◆ **Reading passage**:

━━━━━━━━━━

Thursday, July 25, 2019


One of the big guy's shots taken as we approached the iceberg that we saw out in Newfoundland.  Gives you a better perspective of how large it was.

I saw my counsellor this week because I've been feeling overwhelmed and depressed.  Mostly we talked about my son, an ongoing theme with me.  She pointed out that I should not be letting him disrespect me or be verbally abusive with me.  She also suggested I lower my expectations of him.  I expect him to tell the truth to me.  I find it disrespectful when he lies to me and then I get angry.  She suggested I meet him where he is, stop asking questions I don't want to know the answers to and accept that for now, he and I will not have a genuine relationship.

━━━━━━━━━━

◆ **Brief**:
Return the stretch of the blog post that begins at the words "One of the big" and stops after "a genuine relationship.", copied character for character.

◆ **Dataset extract**:
━━━━━━━━━━

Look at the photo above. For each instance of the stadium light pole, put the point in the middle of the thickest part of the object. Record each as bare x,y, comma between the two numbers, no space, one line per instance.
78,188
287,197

━━━━━━━━━━

◆ **Your response**:
One of the big guy's shots taken as we approached the iceberg that we saw out in Newfoundland.  Gives you a better perspective of how large it was.

I saw my counsellor this week because I've been feeling overwhelmed and depressed.  Mostly we talked about my son, an ongoing theme with me.  She pointed out that I should not be letting him disrespect me or be verbally abusive with me.  She also suggested I lower my expectations of him.  I expect him to tell the truth to me.  I find it disrespectful when he lies to me and then I get angry.  She suggested I meet him where he is, stop asking questions I don't want to know the answers to and accept that for now, he and I will not have a genuine relationship.